# Consigne
Recopiez à l’identique le passage du texte sur le coup d’État chilien qui commence aux mots « Assiégé dans le » et s’arrête après « aux militaires félons. ».

Le matin du 11 septembre 1973, Salvador Allende, Président du Chili, élu démocratiquement le 4 novembre 1970, est renversé par un coup d’État des forces armées du pays. Après des mois de déstabilisation (manœuvres institutionnelles, grèves patronales, manifestations violentes, assassinats, tentatives de coup d’État, etc.), l’armée chilienne intervient et bombarde le Palais présidentiel. Elle est soutenue par l’organisation fasciste « Patrie et Liberté », par le Parti national et par les États-Unis. « Nous ne devons pas laisser l’Amérique latine penser qu’elle peut emprunter ce chemin sans en subir les conséquences », avait déclaré le président américain Richard Nixon devant le Conseil national de sécurité en novembre 1970 ; la Maison Blanche avait alors décidé de « faire hurler » l’économie du pays.
Assiégé dans le palais de la Moneda, Salvador Allende se suicide après avoir prononcé deux allocutions radiophoniques au peuple chilien : « Ils ont la force, ils pourront nous asservir ; mais on n’arrête pas les mouvements sociaux, ni par le crime ni par la violence. » Il avait refusé de se rendre aux militaires félons.

# Extrait des données
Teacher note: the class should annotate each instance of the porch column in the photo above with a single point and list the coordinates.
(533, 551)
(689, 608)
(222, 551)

# Résultat
Assiégé dans le palais de la Moneda, Salvador Allende se suicide après avoir prononcé deux allocutions radiophoniques au peuple chilien : « Ils ont la force, ils pourront nous asservir ; mais on n’arrête pas les mouvements sociaux, ni par le crime ni par la violence. » Il avait refusé de se rendre aux militaires félons.